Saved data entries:
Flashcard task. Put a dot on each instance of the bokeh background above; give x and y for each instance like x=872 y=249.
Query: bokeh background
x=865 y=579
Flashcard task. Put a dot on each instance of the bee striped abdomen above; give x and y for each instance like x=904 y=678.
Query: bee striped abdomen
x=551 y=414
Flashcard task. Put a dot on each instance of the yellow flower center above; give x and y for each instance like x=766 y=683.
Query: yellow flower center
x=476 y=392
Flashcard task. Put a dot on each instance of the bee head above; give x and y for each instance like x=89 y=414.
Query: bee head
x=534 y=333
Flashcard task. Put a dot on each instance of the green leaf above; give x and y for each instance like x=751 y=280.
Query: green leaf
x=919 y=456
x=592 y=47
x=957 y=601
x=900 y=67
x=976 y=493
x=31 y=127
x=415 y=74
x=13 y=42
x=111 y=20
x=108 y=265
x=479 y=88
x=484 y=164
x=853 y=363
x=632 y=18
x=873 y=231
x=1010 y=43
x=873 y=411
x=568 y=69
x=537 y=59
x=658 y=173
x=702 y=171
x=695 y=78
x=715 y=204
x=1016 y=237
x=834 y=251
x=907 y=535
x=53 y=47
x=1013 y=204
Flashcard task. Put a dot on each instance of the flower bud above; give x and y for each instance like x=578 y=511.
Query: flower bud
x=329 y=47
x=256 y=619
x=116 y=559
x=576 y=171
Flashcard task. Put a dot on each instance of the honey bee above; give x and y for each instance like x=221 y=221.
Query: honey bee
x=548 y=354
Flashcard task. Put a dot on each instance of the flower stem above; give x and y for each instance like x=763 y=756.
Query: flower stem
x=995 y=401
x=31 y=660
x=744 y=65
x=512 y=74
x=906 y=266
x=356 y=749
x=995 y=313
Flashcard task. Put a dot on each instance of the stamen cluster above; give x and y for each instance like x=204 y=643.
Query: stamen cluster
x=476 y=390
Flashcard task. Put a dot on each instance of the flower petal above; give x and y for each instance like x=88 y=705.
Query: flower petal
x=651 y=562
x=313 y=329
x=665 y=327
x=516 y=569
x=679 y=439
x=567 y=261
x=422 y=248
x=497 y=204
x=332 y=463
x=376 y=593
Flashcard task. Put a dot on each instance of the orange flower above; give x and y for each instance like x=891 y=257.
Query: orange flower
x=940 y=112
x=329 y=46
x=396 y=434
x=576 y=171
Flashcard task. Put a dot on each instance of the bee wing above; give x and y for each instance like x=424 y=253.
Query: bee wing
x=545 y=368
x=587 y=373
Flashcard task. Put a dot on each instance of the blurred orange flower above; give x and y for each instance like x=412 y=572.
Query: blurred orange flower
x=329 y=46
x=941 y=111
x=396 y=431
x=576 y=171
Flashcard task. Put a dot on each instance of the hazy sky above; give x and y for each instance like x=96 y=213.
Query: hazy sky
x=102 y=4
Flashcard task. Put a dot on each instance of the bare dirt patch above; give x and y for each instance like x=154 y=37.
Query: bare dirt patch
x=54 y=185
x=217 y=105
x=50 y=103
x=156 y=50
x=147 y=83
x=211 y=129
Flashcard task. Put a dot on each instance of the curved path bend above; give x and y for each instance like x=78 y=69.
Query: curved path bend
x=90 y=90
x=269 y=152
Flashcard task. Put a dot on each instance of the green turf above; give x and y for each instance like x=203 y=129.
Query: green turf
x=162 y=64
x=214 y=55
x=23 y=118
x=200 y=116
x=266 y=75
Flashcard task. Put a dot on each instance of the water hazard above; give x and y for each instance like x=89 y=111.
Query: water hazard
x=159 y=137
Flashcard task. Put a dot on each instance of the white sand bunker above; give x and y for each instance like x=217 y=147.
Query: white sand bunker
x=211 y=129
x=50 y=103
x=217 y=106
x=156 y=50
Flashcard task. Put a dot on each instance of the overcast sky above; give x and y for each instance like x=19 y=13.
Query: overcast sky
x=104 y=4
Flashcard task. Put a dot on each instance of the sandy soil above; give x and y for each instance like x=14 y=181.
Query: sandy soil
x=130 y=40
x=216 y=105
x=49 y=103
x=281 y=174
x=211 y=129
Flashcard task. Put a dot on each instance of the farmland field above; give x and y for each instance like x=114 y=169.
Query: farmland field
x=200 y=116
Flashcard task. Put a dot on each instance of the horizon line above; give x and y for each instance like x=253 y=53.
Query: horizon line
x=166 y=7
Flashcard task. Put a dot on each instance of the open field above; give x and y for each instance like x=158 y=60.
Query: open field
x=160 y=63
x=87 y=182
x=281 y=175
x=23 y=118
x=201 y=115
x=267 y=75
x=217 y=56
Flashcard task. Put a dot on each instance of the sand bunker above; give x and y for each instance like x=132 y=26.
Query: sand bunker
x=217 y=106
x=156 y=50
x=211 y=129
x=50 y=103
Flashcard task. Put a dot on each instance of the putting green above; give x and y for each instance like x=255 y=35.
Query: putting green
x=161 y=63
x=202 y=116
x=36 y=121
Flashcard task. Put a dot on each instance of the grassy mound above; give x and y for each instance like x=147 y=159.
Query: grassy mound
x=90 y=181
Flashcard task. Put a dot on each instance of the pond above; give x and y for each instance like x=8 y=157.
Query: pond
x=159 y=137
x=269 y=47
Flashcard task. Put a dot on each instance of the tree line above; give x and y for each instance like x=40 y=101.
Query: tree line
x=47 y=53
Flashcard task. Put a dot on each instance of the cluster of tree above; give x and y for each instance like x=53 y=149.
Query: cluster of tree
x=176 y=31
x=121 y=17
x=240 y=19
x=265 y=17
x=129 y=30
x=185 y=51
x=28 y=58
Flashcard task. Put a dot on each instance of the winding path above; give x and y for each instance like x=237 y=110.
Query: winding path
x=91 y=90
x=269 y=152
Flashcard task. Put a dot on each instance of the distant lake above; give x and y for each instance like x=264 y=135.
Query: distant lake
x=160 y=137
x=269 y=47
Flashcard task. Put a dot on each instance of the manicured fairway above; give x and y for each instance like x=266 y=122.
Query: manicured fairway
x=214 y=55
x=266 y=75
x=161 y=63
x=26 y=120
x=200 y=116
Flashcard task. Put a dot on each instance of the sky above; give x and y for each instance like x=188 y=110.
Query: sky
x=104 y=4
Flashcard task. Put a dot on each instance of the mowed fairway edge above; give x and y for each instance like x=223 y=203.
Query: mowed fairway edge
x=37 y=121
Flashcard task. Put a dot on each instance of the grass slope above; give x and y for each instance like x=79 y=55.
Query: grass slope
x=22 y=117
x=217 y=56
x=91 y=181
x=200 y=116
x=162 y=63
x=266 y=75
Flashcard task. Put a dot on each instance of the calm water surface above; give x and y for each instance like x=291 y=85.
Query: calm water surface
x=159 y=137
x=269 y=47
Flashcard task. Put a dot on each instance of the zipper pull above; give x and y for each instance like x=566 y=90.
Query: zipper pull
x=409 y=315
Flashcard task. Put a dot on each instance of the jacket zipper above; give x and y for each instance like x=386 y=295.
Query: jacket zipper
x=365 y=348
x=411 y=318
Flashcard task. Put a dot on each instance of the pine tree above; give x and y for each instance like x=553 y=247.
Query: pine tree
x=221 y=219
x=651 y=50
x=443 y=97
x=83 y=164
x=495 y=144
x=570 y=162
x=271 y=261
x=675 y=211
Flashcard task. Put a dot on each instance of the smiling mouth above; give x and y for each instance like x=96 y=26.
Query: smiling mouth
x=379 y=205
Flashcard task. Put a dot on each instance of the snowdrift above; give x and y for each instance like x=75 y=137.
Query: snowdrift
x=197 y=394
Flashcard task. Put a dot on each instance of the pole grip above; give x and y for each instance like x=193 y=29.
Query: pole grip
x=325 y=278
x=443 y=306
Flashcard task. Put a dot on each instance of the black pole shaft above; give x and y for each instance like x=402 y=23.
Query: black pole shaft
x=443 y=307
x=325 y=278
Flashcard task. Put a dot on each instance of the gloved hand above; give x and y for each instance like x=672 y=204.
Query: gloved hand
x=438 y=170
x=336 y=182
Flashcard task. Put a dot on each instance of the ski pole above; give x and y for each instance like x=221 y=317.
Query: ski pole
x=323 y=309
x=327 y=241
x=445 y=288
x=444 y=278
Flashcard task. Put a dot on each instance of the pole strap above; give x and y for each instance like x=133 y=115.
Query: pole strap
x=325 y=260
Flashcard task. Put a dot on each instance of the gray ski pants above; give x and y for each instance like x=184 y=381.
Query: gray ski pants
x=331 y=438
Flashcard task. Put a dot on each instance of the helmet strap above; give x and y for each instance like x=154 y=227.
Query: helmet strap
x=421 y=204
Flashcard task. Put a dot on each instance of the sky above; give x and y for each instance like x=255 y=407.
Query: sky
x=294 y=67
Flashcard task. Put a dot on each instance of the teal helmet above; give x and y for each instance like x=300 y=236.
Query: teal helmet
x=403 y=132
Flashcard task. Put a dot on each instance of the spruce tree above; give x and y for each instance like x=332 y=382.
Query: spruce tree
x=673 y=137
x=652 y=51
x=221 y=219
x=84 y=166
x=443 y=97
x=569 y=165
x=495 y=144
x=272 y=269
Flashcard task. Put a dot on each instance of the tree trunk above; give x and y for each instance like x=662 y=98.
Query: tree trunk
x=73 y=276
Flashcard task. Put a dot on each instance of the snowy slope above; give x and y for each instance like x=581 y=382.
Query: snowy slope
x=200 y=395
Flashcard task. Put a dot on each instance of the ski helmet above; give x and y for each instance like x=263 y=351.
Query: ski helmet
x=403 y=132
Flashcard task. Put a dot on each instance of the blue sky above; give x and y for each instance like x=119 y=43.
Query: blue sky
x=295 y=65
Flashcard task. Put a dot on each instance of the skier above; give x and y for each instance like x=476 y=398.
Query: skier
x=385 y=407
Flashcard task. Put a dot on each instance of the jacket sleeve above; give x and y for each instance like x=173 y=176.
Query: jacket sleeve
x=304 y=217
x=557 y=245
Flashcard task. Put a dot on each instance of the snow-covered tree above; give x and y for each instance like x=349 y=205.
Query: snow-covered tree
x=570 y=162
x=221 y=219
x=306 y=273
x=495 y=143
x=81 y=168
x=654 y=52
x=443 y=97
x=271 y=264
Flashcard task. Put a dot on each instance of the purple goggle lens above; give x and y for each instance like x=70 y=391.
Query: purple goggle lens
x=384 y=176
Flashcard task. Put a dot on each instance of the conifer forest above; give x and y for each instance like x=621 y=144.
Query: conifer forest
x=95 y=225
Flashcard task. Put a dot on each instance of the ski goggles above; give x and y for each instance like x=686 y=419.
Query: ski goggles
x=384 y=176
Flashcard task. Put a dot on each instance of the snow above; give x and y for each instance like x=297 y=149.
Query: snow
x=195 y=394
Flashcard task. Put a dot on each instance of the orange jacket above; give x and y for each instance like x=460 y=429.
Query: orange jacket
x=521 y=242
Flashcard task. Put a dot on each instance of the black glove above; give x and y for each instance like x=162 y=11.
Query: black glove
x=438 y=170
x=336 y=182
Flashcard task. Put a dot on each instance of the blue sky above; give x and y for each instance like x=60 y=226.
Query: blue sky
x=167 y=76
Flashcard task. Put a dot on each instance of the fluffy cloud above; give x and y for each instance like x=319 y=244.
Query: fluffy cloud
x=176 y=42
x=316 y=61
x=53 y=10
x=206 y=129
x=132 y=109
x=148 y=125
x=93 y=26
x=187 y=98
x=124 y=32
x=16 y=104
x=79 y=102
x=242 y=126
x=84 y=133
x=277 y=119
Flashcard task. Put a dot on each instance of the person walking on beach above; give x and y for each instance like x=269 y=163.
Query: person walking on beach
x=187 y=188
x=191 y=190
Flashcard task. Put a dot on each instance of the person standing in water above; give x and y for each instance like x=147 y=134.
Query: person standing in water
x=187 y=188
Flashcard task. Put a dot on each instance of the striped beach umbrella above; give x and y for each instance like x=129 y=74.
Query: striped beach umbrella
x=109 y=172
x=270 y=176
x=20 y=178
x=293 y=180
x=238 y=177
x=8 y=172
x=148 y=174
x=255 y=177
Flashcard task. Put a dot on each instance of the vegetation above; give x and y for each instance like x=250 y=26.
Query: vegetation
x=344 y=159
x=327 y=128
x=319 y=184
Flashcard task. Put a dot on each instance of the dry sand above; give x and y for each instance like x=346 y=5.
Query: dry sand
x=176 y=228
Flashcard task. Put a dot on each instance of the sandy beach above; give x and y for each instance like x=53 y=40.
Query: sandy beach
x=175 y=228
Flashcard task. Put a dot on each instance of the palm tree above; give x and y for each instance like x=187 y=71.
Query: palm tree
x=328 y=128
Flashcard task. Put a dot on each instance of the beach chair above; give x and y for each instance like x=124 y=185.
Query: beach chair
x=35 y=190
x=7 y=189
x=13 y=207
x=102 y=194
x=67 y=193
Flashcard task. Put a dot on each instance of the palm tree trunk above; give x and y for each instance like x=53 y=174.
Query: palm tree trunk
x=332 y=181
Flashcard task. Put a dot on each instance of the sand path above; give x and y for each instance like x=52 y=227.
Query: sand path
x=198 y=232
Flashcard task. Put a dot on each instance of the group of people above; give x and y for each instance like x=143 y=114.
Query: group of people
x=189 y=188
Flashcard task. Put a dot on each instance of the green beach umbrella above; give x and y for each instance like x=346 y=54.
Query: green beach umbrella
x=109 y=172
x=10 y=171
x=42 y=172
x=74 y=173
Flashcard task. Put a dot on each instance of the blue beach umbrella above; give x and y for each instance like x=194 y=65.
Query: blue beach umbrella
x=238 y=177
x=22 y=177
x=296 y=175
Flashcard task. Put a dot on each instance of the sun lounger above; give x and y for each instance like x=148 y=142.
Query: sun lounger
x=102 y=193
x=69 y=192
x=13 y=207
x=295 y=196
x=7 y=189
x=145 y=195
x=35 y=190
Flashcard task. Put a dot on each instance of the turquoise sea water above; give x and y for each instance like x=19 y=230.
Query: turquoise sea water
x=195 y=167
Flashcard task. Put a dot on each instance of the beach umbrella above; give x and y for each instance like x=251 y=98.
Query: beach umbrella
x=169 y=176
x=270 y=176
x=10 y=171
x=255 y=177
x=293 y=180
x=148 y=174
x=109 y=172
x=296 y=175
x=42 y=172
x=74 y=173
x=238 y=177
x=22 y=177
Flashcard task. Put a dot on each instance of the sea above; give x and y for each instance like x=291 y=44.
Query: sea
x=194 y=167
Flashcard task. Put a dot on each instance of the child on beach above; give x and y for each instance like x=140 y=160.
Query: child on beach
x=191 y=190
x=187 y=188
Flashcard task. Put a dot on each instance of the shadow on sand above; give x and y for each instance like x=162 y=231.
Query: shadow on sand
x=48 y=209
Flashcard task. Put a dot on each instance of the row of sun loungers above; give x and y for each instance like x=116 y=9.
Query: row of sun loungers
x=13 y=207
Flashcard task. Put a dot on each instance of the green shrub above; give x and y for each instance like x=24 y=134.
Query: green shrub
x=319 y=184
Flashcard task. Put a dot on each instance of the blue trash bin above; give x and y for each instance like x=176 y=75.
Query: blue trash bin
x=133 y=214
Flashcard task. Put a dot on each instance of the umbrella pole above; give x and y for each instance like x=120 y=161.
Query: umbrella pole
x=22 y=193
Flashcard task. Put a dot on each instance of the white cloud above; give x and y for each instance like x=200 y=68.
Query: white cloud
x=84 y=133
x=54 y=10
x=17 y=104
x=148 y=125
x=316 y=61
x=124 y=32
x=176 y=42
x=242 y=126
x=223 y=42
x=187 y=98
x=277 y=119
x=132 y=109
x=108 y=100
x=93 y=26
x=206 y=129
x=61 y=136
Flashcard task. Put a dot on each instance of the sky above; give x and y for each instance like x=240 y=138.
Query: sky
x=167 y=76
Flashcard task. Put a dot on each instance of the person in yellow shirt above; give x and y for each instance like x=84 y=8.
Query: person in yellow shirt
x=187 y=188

## Problem description
Write out every line of the material from the line containing "like x=88 y=705." down to the line containing "x=376 y=593", including both of those lines and nothing else.

## Result of this exercise
Flashcard task. Put a dot on each instance of the flower petal above; give x and y for each instance like x=88 y=705.
Query: flower petal
x=651 y=562
x=313 y=329
x=665 y=327
x=516 y=569
x=679 y=439
x=567 y=261
x=422 y=248
x=497 y=204
x=332 y=463
x=376 y=593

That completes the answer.